*指示文 A*
下の抜粋本文にある「この特許文献1に開示された」で始まる段落を、主な事実を残したまま短く書き直してください。
═════ 抜粋本文
説明

車両前部構造

【課題】前輪が車両前面部に接近した車両における空気抵抗の低減を図ること。
【解決手段】車両11の前面を形成する車両前面部20と、車両11の左右の側面41を形成する左右の車両側面部40と、左右のサイドコーナ部30と、を有している車両11である。左右の車両側面部40は、それぞれ前輪用ホイールアーチ43を有している。左右のサイドコーナ部30は、車両前方へ向かって膨出する左右の膨出部31を備える。左右の膨出部31の前端32は、左右のホイールアーチ43が位置している高さ方向の範囲において車両前面部20の前端27よりも車両前方に位置する。左右の膨出部31は、この左右の膨出部31の前端32から左右の車両側面部40へ向かって、なだらかに後退する湾曲状に形成されている。

【発明の詳細な説明】
【技術分野】
【0001】
本発明は、車両を走行したときの車体の空気抵抗を低減するようにした、車両前部構造に関するものである。
【背景技術】
【0002】
車両は走行時に車体の前部に空気抵抗を受ける。車体の前部の空気抵抗を低減させる技術として、前部の車幅方向両側のサイドコーナ部に曲面を設ける技術が各種知られている(例えば、特許文献1(図1、図3)参照。)。
【0003】
この特許文献1に開示された車両前部構造は、車両のフロントバンパのサイドコーナ部に、曲面状の碗型突起面を形成したものである。車両前方からの空気流は碗型突起面を回り込み、車体の側面へ向かう空気流を整流し、空気流の剥離が抑制される。
══════════
═════ 掲載一覧
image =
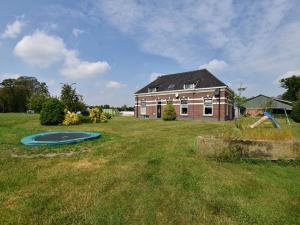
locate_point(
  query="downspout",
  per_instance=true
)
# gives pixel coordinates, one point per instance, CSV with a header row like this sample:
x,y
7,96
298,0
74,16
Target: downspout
x,y
219,104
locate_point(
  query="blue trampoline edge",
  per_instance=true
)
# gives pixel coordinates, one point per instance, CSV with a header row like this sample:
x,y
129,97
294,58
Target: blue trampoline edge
x,y
30,140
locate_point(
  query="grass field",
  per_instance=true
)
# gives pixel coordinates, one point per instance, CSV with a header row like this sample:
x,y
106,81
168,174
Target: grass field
x,y
140,172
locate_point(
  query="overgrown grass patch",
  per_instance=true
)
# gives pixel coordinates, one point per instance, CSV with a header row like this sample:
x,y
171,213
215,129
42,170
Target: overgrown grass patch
x,y
140,172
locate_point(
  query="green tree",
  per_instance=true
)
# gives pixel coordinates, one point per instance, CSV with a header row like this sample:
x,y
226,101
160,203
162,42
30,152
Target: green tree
x,y
169,112
292,86
52,112
71,99
36,102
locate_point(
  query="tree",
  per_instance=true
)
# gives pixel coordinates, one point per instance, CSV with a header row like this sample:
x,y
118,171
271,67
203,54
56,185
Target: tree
x,y
15,93
292,84
169,112
52,112
72,101
36,102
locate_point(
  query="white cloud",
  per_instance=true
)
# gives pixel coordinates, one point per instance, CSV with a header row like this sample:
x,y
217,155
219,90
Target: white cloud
x,y
287,74
40,49
77,69
214,65
7,76
76,32
154,75
43,50
115,84
13,29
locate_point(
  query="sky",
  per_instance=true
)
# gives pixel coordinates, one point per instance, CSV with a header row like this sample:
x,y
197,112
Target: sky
x,y
112,48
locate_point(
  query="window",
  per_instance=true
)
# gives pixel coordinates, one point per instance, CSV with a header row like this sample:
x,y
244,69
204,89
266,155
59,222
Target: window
x,y
143,108
208,107
171,86
183,107
169,101
189,86
152,89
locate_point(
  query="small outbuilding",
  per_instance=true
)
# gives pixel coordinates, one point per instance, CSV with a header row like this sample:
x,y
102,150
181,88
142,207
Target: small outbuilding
x,y
257,105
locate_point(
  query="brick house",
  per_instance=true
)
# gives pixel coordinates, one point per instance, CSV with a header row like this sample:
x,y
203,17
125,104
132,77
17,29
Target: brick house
x,y
194,95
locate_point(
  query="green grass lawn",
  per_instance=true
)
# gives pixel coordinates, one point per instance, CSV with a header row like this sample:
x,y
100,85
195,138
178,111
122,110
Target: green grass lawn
x,y
139,172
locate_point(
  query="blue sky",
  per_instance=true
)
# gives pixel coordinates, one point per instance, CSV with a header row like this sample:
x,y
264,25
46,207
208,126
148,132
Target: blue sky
x,y
112,48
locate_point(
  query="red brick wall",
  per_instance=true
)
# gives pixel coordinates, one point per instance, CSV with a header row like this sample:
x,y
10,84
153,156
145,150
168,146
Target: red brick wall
x,y
195,105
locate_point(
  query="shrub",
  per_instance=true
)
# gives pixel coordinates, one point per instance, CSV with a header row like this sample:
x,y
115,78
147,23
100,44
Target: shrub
x,y
36,102
95,115
296,112
52,112
169,112
85,119
108,115
103,118
71,119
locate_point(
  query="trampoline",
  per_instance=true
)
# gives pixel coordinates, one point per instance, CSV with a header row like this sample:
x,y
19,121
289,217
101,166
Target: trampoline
x,y
59,137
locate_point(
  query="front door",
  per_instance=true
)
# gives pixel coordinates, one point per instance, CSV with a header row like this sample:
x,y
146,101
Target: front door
x,y
158,109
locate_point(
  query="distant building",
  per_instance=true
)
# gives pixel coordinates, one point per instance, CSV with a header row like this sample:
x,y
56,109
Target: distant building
x,y
194,95
257,105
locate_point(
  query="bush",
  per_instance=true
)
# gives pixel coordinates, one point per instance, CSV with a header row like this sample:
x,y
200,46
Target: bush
x,y
108,115
71,119
85,119
36,102
103,118
95,115
52,112
296,112
169,112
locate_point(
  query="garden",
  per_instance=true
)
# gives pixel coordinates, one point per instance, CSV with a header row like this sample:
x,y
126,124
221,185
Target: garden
x,y
140,172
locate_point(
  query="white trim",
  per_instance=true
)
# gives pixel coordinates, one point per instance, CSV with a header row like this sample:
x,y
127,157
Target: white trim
x,y
187,107
212,108
192,103
212,89
143,110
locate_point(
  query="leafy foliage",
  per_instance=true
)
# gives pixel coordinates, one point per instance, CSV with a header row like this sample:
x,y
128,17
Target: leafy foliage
x,y
169,112
71,119
36,102
52,112
292,84
103,118
95,114
72,100
296,112
108,115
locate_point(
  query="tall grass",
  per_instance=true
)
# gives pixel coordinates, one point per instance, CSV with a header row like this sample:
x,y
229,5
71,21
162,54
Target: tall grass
x,y
239,129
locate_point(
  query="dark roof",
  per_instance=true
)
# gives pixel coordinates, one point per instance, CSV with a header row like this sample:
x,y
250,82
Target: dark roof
x,y
262,101
201,78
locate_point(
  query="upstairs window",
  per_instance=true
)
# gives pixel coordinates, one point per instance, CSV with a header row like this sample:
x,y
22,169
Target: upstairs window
x,y
189,86
152,90
171,86
143,108
183,107
207,111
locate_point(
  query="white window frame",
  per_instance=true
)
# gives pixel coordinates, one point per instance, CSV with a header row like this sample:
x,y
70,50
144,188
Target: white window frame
x,y
204,106
143,108
189,86
184,106
150,90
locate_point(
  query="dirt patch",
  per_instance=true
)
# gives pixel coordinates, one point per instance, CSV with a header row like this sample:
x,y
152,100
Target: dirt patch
x,y
86,164
272,150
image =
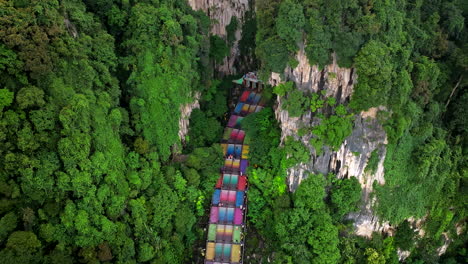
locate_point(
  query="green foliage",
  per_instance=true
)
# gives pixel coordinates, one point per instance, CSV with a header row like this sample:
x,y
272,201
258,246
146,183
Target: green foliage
x,y
295,103
231,29
283,88
262,127
316,103
6,98
296,152
219,50
345,195
375,76
290,22
204,130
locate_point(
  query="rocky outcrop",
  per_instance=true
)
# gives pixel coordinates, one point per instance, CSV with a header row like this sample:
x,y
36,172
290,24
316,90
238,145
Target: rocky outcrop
x,y
221,12
185,112
351,158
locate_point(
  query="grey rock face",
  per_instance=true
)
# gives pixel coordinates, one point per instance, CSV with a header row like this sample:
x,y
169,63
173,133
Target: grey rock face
x,y
221,12
351,158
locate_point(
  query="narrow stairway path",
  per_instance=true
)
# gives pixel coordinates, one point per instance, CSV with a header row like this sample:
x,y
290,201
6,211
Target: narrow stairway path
x,y
226,229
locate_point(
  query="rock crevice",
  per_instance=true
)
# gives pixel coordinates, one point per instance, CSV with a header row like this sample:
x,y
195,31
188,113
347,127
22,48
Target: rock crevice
x,y
351,158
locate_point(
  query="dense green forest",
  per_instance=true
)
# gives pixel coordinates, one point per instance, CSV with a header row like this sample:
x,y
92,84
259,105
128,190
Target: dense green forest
x,y
92,168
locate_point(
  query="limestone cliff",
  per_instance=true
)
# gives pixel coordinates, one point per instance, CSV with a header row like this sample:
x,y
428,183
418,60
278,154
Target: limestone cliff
x,y
221,12
351,158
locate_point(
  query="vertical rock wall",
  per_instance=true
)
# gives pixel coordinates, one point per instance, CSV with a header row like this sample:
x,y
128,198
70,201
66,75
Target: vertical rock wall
x,y
351,158
221,12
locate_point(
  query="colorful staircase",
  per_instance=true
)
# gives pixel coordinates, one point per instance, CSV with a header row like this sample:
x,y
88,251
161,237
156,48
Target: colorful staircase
x,y
226,229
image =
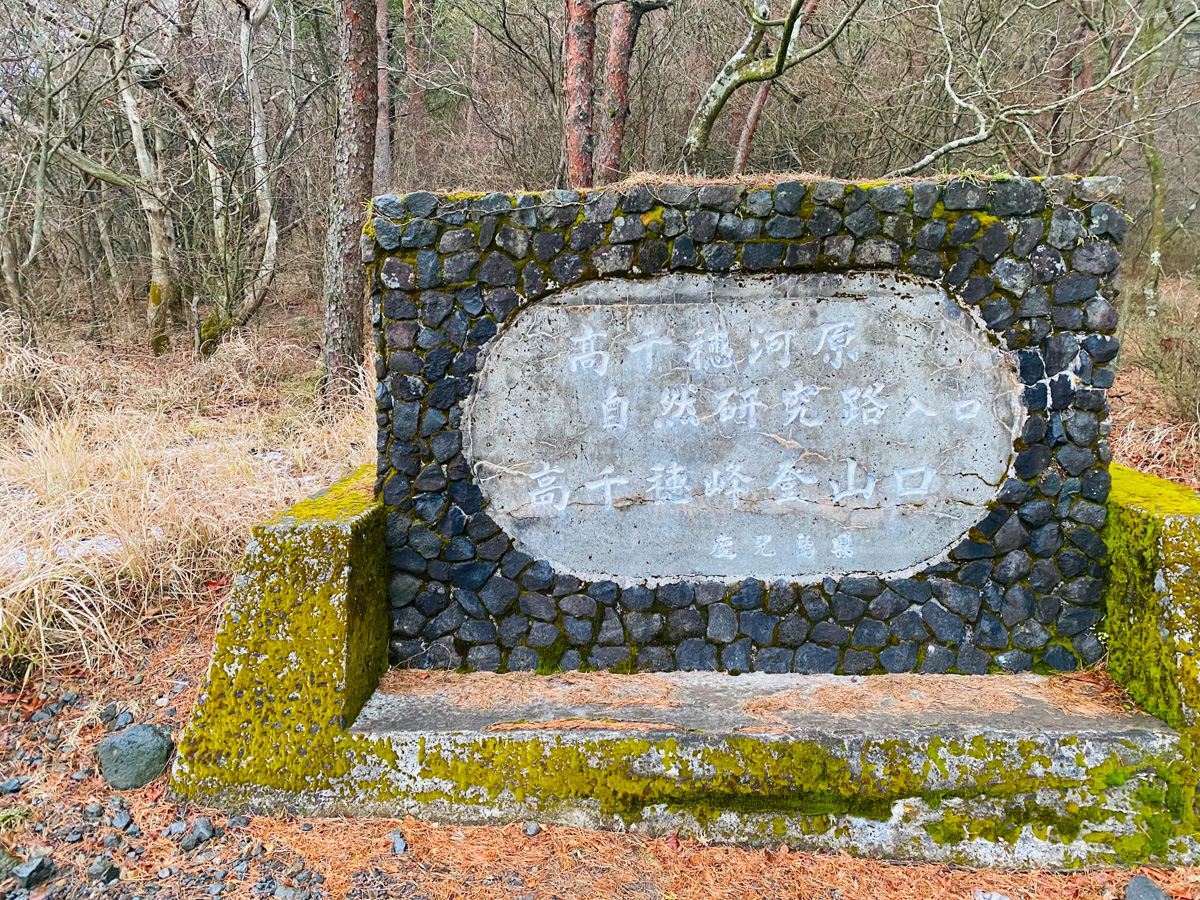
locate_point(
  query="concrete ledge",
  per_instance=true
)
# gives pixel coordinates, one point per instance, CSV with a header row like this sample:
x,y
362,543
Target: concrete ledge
x,y
300,648
967,769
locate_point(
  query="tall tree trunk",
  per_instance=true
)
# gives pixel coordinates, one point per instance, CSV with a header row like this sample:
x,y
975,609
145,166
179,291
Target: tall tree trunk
x,y
418,119
1157,233
382,177
265,237
748,130
353,145
118,279
579,85
472,112
10,268
160,226
625,21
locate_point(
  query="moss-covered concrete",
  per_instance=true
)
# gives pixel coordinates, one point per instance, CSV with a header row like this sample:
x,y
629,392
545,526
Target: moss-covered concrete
x,y
1152,600
300,649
══════════
*指示文 B*
上の一覧で「crevice」という語を含む行はいくつありますか。数だけを答えてください。

*完全な解答 A*
特許文献1の車両前部構造では、フロントバンパのサイドコーナ部に曲面状の碗型突起面が設けられている。車両前方からの空気流はこの突起面を回り込み、車体側面へ向かう流れとして整えられるため、空気流の剥離が抑えられる。

*完全な解答 B*
2